Collection entries:

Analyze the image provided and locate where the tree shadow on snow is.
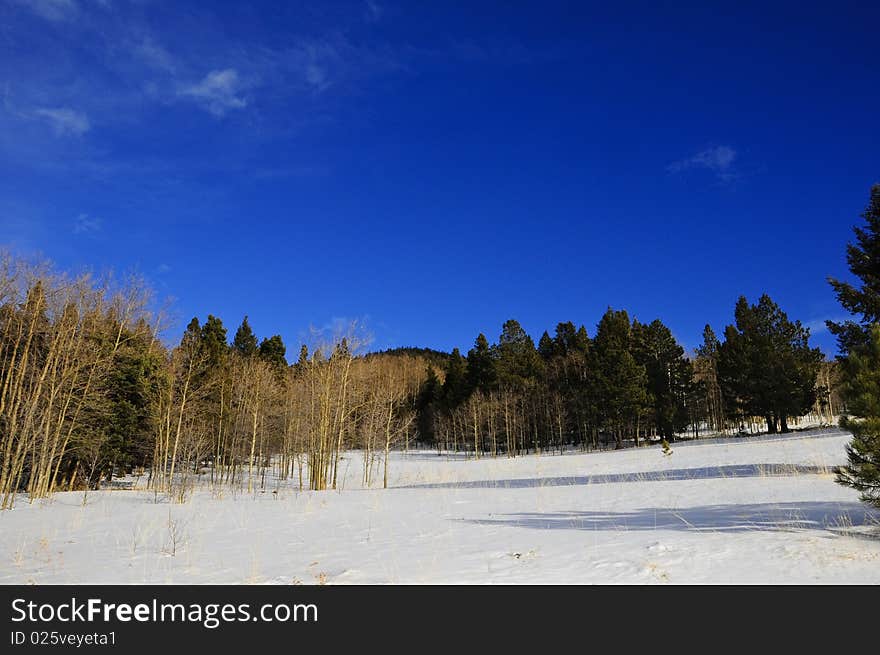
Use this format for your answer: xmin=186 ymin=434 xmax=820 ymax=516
xmin=401 ymin=464 xmax=832 ymax=490
xmin=460 ymin=501 xmax=880 ymax=536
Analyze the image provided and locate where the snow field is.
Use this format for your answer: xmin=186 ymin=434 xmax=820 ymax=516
xmin=1 ymin=428 xmax=878 ymax=584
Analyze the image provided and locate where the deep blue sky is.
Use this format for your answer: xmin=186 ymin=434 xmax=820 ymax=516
xmin=2 ymin=1 xmax=878 ymax=358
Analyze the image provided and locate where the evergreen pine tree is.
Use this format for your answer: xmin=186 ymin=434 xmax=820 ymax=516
xmin=183 ymin=316 xmax=201 ymax=342
xmin=835 ymin=324 xmax=880 ymax=507
xmin=827 ymin=184 xmax=880 ymax=355
xmin=573 ymin=325 xmax=591 ymax=354
xmin=259 ymin=334 xmax=288 ymax=370
xmin=694 ymin=324 xmax=724 ymax=431
xmin=232 ymin=316 xmax=258 ymax=357
xmin=441 ymin=348 xmax=469 ymax=407
xmin=593 ymin=308 xmax=648 ymax=448
xmin=197 ymin=315 xmax=230 ymax=472
xmin=631 ymin=318 xmax=694 ymax=440
xmin=416 ymin=366 xmax=442 ymax=445
xmin=695 ymin=324 xmax=721 ymax=365
xmin=179 ymin=317 xmax=204 ymax=369
xmin=552 ymin=321 xmax=579 ymax=355
xmin=466 ymin=333 xmax=497 ymax=392
xmin=718 ymin=295 xmax=823 ymax=433
xmin=495 ymin=319 xmax=543 ymax=390
xmin=540 ymin=321 xmax=593 ymax=447
xmin=537 ymin=331 xmax=555 ymax=361
xmin=829 ymin=184 xmax=880 ymax=507
xmin=200 ymin=315 xmax=229 ymax=370
xmin=294 ymin=344 xmax=310 ymax=376
xmin=98 ymin=325 xmax=164 ymax=477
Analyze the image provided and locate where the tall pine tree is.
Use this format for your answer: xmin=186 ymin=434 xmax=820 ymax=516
xmin=593 ymin=309 xmax=648 ymax=448
xmin=441 ymin=348 xmax=469 ymax=407
xmin=232 ymin=316 xmax=258 ymax=357
xmin=466 ymin=333 xmax=497 ymax=393
xmin=830 ymin=184 xmax=880 ymax=507
xmin=718 ymin=295 xmax=822 ymax=433
xmin=259 ymin=334 xmax=288 ymax=370
xmin=835 ymin=325 xmax=880 ymax=506
xmin=694 ymin=324 xmax=724 ymax=431
xmin=200 ymin=315 xmax=229 ymax=371
xmin=632 ymin=319 xmax=694 ymax=440
xmin=827 ymin=184 xmax=880 ymax=355
xmin=537 ymin=331 xmax=555 ymax=361
xmin=416 ymin=366 xmax=442 ymax=446
xmin=495 ymin=319 xmax=542 ymax=390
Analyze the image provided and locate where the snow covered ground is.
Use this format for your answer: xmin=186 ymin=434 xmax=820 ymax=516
xmin=1 ymin=428 xmax=878 ymax=584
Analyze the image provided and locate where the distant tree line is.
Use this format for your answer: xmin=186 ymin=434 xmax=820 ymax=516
xmin=0 ymin=224 xmax=849 ymax=507
xmin=415 ymin=296 xmax=830 ymax=457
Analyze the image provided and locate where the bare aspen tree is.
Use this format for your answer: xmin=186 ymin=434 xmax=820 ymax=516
xmin=296 ymin=323 xmax=366 ymax=491
xmin=151 ymin=320 xmax=214 ymax=501
xmin=1 ymin=254 xmax=157 ymax=508
xmin=379 ymin=366 xmax=418 ymax=489
xmin=236 ymin=356 xmax=277 ymax=494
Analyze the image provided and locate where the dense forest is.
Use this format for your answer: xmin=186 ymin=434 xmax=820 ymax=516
xmin=3 ymin=184 xmax=880 ymax=510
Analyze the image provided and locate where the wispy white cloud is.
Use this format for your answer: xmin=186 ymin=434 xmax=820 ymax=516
xmin=156 ymin=263 xmax=172 ymax=274
xmin=12 ymin=0 xmax=78 ymax=22
xmin=3 ymin=4 xmax=408 ymax=172
xmin=178 ymin=69 xmax=247 ymax=117
xmin=73 ymin=213 xmax=101 ymax=234
xmin=133 ymin=37 xmax=177 ymax=74
xmin=668 ymin=145 xmax=738 ymax=182
xmin=33 ymin=107 xmax=90 ymax=135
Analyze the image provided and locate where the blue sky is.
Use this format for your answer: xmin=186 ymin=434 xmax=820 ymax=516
xmin=2 ymin=1 xmax=878 ymax=358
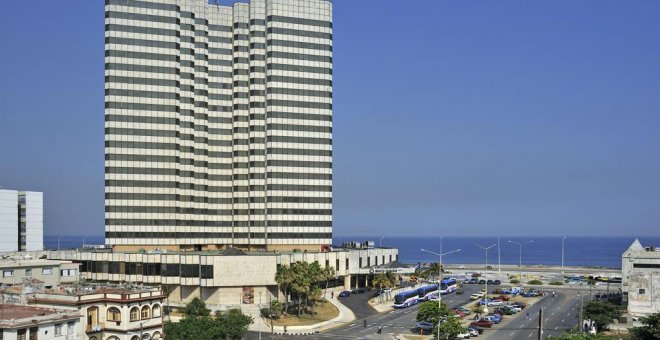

§ Assigned task
Nothing but a number should be given: how many lines in the records hold the word "Analyze".

§ Answer space
11